» CUPLIKAN TEKS
● ● ● ● ● ● ●
Pernah Jualan di Stasiun, Ingin Kebumen Lepas dari Kemiskinan
“Miskin saja dihina. Apalagi sudah miskin sekaligus bodoh. Sejak kecil saya ingin melakukan perlawanan yang elegan terhadap mereka yang menghina saya dan keluarga. Saya kira cara yang terbaik ialah melalui pembuktian prestasi tanpa nepotisme. Dan saya sudah dan akan selalu membuktikan dengan cara itu”
------------------------
IMAM, Kebumen
------------------------
KUTIPAN wawancara tersebut diungkapkan secara tegas dan penuh makna oleh seorang anak muda saat ditemui wartawan Kebumen Ekspres, di kediamannya di Kelurahan Panjer, Selasa (30/6). Anak muda yang tatapannya begitu tajam ketika menjelaskan banyak hal seolah ingin menunjukkan bahwa perjuangannya untuk keluar dari keterbatasan ekonomi memang penuh luka dan duka.
Anak muda tersebut baru saja diterima bekerja di Bank Dunia (World Bank) sebagai Content Development Specialist, yang khusus membantu menyiapkan strategi penguatan kapasitas bagi aparatur dan fasilitator desa di Indonesia. Ini guna peningkatan partisipasi masyarakat dan akuntabilitas sosial dalam pemenuhan hak-hak dasar masyarakat desa.
Anak muda yang pada 4 Juni lalu menyelesaikan S2 Ilmu Politik di Departemen Ilmu Politik, Universitas UmeƄ, Swedia dengan menulis dua thesis tersebut bernama Agung Widhianto. Dia juga merupakan lulusan S1 Jurusan Ilmu Politik dan Pemerintahan, Universitas Gadjah Mada tahun 2016.
Agung yang lahir pada Selasa Kliwon, 31 Mei 1994 itu, pada tahun 2019 juga mendirikan Yayasan Pusat Pembelajaran Kepemimpinan dan Kebijakan Pandjer atau Pandjer School. Ini dengan biaya tabungan dari beasiswa S2nya. Penting untuk diketahui, Agung adalah penerima beasiswa Pemerintah Swedia yang dikenal dengan Swedish Institute Study Scholarship tahun 2018.
Agung sendiri merupakan anak pertama dari 4 bersaudara. Ayahnya adalah seorang tukang becak bernama Widhartono. Sementara ibunya adalah penjual daun pisang bernama Mulyati. Ayahnya pernah berdagang di Stasiun Kebumen antara tahun 1996 – 2002 sejak Agung hampir menginjak usia 3 tahun. Namun karena biaya sewa kios semakin mahal sementara jumlah penumpang tak sebanyak tahun-tahun sebelumnya, Sang ayah beralih profesi menjadi tukang becak.
● ● ● ● ● ● ●
» INFORMASI YANG DIBERIKAN
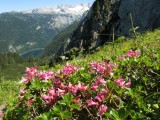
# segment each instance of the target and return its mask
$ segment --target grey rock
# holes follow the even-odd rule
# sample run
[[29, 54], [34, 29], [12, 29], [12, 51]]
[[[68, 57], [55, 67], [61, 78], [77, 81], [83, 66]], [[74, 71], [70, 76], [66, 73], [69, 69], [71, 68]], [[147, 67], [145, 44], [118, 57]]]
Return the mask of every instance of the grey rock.
[[160, 0], [96, 0], [65, 51], [74, 47], [88, 51], [103, 45], [112, 40], [113, 29], [115, 38], [129, 37], [130, 29], [137, 26], [139, 32], [160, 27]]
● ● ● ● ● ● ●
» DESKRIPSI TUGAS
Tulis ulang dengan persis bagian artikel tentang Agung Widhianto yang dibuka dengan kata-kata yang memuat "Pernah Jualan di" dan ditutup dengan "luka dan duka.". Materi di atas sama sekali tidak digunakan di sini.

» JAWABAN TUGAS
Pernah Jualan di Stasiun, Ingin Kebumen Lepas dari Kemiskinan
“Miskin saja dihina. Apalagi sudah miskin sekaligus bodoh. Sejak kecil saya ingin melakukan perlawanan yang elegan terhadap mereka yang menghina saya dan keluarga. Saya kira cara yang terbaik ialah melalui pembuktian prestasi tanpa nepotisme. Dan saya sudah dan akan selalu membuktikan dengan cara itu”
------------------------
IMAM, Kebumen
------------------------
KUTIPAN wawancara tersebut diungkapkan secara tegas dan penuh makna oleh seorang anak muda saat ditemui wartawan Kebumen Ekspres, di kediamannya di Kelurahan Panjer, Selasa (30/6). Anak muda yang tatapannya begitu tajam ketika menjelaskan banyak hal seolah ingin menunjukkan bahwa perjuangannya untuk keluar dari keterbatasan ekonomi memang penuh luka dan duka.